--- begin TEXT EXCERPT ---
Good point.  It is common for instructors in Chinese martial arts to teach several different systems.  While you may initially have an interest in one in particular, I will bet that as time goes on you will find yourself practicing at least elements from the other systems.  Eventually you may learn them all.

You will probably also find that the instructors have their own favorites, and may not be equally well-versed in every style.


----------



## bMunky (Nov 26, 2005)

Flying Crane said:
			
		

> Good point. It is common for instructors in Chinese martial arts to teach several different systems. While you may initially have an interest in one in particular, I will bet that as time goes on you will find yourself practicing at least elements from the other systems. Eventually you may learn them all.
> 
> You will probably also find that the instructors have their own favorites, and may not be equally well-versed in every style.


 
Yeah I started noticing that while reading about chinese martial arts, well, for my external form I'll be taking chang quan and internal form will be ba gua zhang. I have a few friends who are gonna be taking the mantis style.
--- end TEXT EXCERPT ---
--- begin RECORDS ---
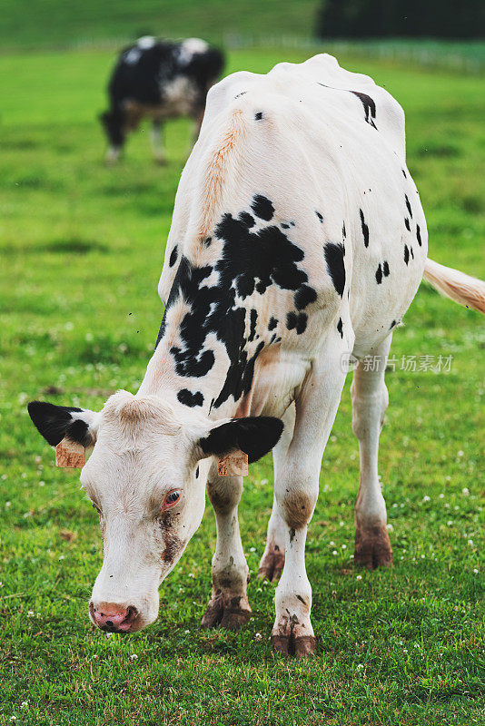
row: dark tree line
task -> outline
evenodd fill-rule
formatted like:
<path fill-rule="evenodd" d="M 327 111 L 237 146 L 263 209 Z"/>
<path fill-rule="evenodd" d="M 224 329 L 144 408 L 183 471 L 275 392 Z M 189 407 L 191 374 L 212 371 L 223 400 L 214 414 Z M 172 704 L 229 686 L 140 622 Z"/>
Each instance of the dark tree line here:
<path fill-rule="evenodd" d="M 485 0 L 323 0 L 321 38 L 485 36 Z"/>

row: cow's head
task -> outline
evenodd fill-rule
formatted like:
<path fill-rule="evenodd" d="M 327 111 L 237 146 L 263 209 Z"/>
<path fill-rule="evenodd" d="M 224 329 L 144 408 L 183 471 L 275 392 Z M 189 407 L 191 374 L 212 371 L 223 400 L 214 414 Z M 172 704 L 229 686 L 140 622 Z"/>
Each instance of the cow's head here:
<path fill-rule="evenodd" d="M 157 617 L 158 587 L 201 523 L 212 456 L 242 450 L 255 461 L 282 431 L 278 418 L 214 423 L 126 391 L 100 413 L 34 401 L 29 414 L 51 446 L 67 437 L 94 446 L 81 482 L 99 514 L 104 562 L 90 617 L 125 633 Z"/>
--- end RECORDS ---
■ **INSTRUCTION**
Print the portion of the martial arts forum thread starting with "## bMunky (Nov" and going on through "the mantis style.".

■ **FINISHED TASK**
## bMunky (Nov 26, 2005)

Flying Crane said:
			
		

> Good point. It is common for instructors in Chinese martial arts to teach several different systems. While you may initially have an interest in one in particular, I will bet that as time goes on you will find yourself practicing at least elements from the other systems. Eventually you may learn them all.
> 
> You will probably also find that the instructors have their own favorites, and may not be equally well-versed in every style.


 
Yeah I started noticing that while reading about chinese martial arts, well, for my external form I'll be taking chang quan and internal form will be ba gua zhang. I have a few friends who are gonna be taking the mantis style.